## Seçilmiş Bölüm
Kuran, Peygamber Ve Kendilerine Peygamber Gönderilenler
1- Yâ, sîn.
2-Hikmetle dolu olan Kur'an'a yemin olsun ki,
3-Hiç şüphesiz sen, peygamberlerdensin
4- Sen dosdoğru bir yol üzerindesin.
5- (Bu Kur'an) Aziz ve Rahim (olan Allah) tarafından İndirilmiştir.
6- Ataları uyarılmamış, bu yüzden gafil kalmış bir kavmi uyarman için (indirilmiştir).
7- Şüphesiz ki bu vaad insanların çoğuna hak olmuştur. Artık onlar iman etmezler.8- "Şüphesiz biz (inkârda ısrar eden) kâfirlerin boyunlarına (çenelerine kadar dayanan) demir halkalar geçirdik. Bu yüzden onların başları yukarıdadır." (Hakk'ı göremezler).
9- Onların hem önlerine, hem de arkalarına birer set çekerek gözlerini Perdeledik. Artık onlar göremezler.
10- Sen onları uyarsan da uyarmasan da birdir. Onlar iman etmezler.
11- Sen ancak Kur'an'a uyan ve görmediği halde Rahman'dan korkan kimseyi uyarırsın. Sen o kimseyi mağfiret ve güzel bir mükâfatla müjdele.
12- Şüphesiz ölüleri biz diriltiriz ve insanların dünyada yaptıklarını ve (öldükten sonra geride bıraktıkları) eserlerini biz kaydederiz. Biz her şeyi apaçık bir kitapta sayıp tespit etmişizdir.
Açıklaması:
'Ya, sîn. Hikmetle dolu olan Kur'an'a yemin olsun ki hiç şüphesiz sen peygamberlerdensin. Sen dosdoğru bir yol üzerindesin." Ya, sîn. Sonsuz hikmetli, nazmı ve manasıyla muhkem olan Kur'an'a yemin olsun ki sen ey Muhammed, Allah tarafından kendisinde hiçbir eğrilik bulunmayan dosdoğru ve sağlam bir din, eksiksiz bir metod üzerinde olan bir rasulsün.
Bu ayetlerde Kur'an'ın baki bir mucize, Hz. Muhammed'in nübüvvetinde sadık olan, Rabbi tarafından daimî bir risaletle gönderilen Allah Rasulü olduğuna işarettir.
"(Bu) Aziz ve Rahim (olan Allah) tarafından indirilmiştir." Bu Kur'an, bu din ve senin getirdiğin bu yol mümin kullarına çok merhametli olan izzet sahibi Allah nezdinden indirilmiştir. Nitekim Cenab-ı Hak bir ayet-i kerimede şöyle buyurmaktadır: "Şüphesiz ki sen, dosdoğru bir yolu gösteriyorsun. O yol, göklerin ve yerin sahibi olan Allah'ın yoludur. İyi bilin ki, bütün işler Allah'a döner." (Şûra, 43/52-53).
Bu, Kur'an'ın mertebesine ve Kuranın Rahman'ın en büyük nimetlerinden biri olduğuna delâlet eden açık bir delildir.

## Gösterilen Malzeme
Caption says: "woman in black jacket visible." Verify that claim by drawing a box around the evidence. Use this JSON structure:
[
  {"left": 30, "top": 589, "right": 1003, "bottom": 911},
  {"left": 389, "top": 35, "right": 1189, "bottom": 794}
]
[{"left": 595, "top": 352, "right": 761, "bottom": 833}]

## Görev Ayrıntıları
Kur'an ve peygamberlik konulu metnin "10- Sen onları" sözcüklerini içeren yerle açılıp "olan bir rasulsün." ile kapanan kısmını hiçbir değişiklik yapmadan çıktı olarak verin.

## Görev Yanıtı
10- Sen onları uyarsan da uyarmasan da birdir. Onlar iman etmezler.
11- Sen ancak Kur'an'a uyan ve görmediği halde Rahman'dan korkan kimseyi uyarırsın. Sen o kimseyi mağfiret ve güzel bir mükâfatla müjdele.
12- Şüphesiz ölüleri biz diriltiriz ve insanların dünyada yaptıklarını ve (öldükten sonra geride bıraktıkları) eserlerini biz kaydederiz. Biz her şeyi apaçık bir kitapta sayıp tespit etmişizdir.
Açıklaması:
'Ya, sîn. Hikmetle dolu olan Kur'an'a yemin olsun ki hiç şüphesiz sen peygamberlerdensin. Sen dosdoğru bir yol üzerindesin." Ya, sîn. Sonsuz hikmetli, nazmı ve manasıyla muhkem olan Kur'an'a yemin olsun ki sen ey Muhammed, Allah tarafından kendisinde hiçbir eğrilik bulunmayan dosdoğru ve sağlam bir din, eksiksiz bir metod üzerinde olan bir rasulsün.